(Dataset rows on where objects appear)

(begin)

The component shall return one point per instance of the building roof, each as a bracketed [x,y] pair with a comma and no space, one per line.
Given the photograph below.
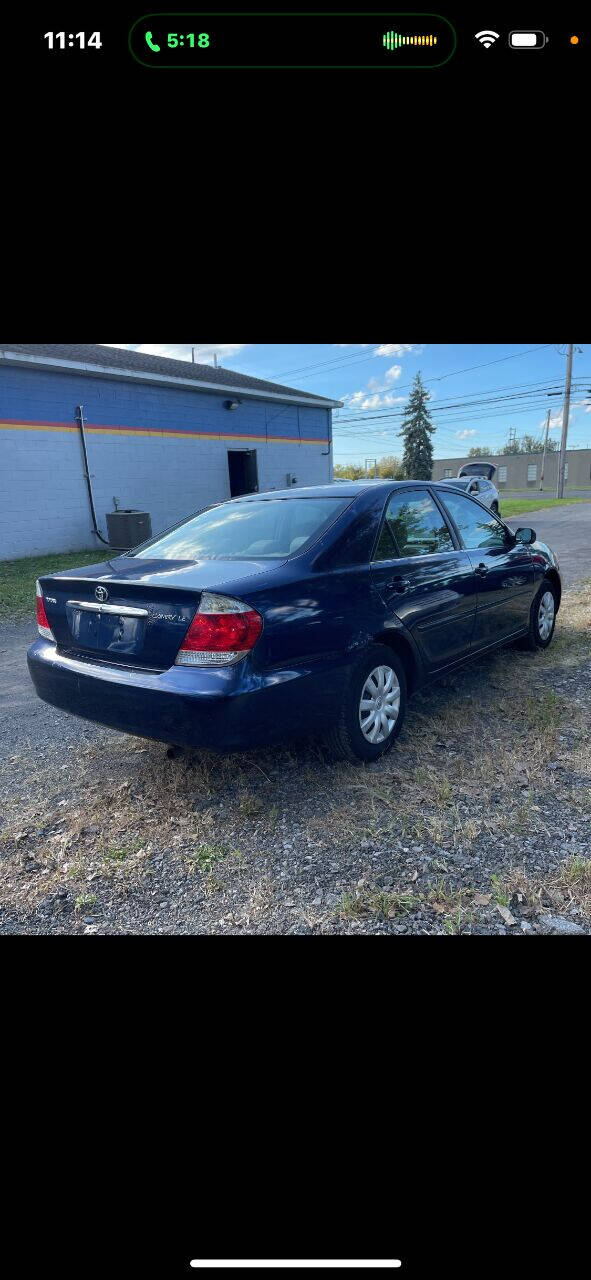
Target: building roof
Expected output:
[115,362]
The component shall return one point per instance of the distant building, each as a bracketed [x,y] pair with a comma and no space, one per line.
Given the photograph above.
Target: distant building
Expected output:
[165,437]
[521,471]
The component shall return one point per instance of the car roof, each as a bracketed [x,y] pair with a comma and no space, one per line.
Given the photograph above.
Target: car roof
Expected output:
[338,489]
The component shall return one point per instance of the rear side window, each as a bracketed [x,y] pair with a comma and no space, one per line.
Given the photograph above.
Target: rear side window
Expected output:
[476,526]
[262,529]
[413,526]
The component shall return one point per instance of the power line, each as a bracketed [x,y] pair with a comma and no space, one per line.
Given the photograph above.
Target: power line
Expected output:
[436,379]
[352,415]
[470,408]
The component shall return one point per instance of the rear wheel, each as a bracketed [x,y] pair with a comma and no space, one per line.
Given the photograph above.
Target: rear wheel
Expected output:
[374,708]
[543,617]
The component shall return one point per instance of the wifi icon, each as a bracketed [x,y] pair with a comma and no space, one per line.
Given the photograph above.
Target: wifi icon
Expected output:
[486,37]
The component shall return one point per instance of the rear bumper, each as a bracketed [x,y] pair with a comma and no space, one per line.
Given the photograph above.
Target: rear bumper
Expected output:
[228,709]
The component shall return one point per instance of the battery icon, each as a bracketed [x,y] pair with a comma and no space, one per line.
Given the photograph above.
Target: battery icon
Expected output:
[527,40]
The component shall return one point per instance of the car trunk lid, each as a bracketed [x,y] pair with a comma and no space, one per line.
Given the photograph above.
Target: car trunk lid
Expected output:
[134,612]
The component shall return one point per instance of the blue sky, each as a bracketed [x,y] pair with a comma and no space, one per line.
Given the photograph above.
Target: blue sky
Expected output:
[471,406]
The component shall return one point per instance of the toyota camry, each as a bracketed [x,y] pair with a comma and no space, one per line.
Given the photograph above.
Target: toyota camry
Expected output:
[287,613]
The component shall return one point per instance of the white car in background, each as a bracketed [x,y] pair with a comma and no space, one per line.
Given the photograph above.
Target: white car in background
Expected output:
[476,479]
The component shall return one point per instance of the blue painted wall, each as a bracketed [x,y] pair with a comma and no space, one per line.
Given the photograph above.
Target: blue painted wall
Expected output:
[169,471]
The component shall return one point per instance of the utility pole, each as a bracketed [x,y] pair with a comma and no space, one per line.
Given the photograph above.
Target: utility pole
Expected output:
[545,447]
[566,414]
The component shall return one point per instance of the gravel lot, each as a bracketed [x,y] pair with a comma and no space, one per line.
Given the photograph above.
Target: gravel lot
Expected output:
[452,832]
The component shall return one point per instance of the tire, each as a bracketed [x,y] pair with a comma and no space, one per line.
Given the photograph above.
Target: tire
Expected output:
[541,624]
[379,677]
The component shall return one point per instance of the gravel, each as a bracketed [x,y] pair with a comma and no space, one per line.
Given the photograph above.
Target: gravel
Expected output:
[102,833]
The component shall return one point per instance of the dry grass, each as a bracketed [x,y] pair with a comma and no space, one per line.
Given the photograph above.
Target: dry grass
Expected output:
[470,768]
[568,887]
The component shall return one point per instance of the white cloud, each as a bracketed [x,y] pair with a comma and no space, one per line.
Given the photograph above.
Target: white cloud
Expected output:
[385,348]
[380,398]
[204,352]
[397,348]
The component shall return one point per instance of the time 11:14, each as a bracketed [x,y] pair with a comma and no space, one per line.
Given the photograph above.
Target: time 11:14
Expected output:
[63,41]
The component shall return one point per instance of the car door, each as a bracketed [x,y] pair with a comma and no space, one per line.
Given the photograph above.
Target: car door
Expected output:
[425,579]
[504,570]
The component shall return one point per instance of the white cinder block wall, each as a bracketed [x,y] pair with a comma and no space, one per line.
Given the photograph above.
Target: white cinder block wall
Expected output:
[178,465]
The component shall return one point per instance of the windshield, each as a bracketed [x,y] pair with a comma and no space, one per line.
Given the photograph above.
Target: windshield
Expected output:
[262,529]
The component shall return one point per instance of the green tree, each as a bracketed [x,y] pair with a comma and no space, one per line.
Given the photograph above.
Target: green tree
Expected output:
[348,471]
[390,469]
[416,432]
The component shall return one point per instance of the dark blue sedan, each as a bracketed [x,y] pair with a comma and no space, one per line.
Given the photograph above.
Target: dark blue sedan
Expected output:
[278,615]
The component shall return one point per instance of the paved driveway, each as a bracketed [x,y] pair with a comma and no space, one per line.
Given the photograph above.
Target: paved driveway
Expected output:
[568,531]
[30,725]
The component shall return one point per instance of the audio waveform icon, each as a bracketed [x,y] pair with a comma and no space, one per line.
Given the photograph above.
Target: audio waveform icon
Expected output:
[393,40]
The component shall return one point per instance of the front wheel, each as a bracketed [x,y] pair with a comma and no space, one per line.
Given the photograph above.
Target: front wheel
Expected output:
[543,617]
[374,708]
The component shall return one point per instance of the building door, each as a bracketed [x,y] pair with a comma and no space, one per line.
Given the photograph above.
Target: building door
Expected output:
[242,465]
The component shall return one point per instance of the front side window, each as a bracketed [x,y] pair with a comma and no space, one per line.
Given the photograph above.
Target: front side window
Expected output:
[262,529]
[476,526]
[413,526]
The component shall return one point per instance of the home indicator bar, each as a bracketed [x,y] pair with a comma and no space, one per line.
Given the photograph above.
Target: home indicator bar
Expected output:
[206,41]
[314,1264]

(end)

WHAT YOU SHOULD DO:
Exactly as written, give the line containing "the front side" and all remaining lines of the records.

COMPLETED TASK:
The component shall return one point per instance of the front side window, each as a bracketed [x,y] pair with a comma and no space, one per line.
Given the photograph above.
Target: front side window
Expected output:
[262,529]
[476,526]
[413,526]
The component shall return one point per instance of the home indicator bar, each as a bracketed [x,y] pair with a comma and no space, one per line.
Given the photograph above.
Target: home indicator bar
Expected output:
[206,41]
[314,1264]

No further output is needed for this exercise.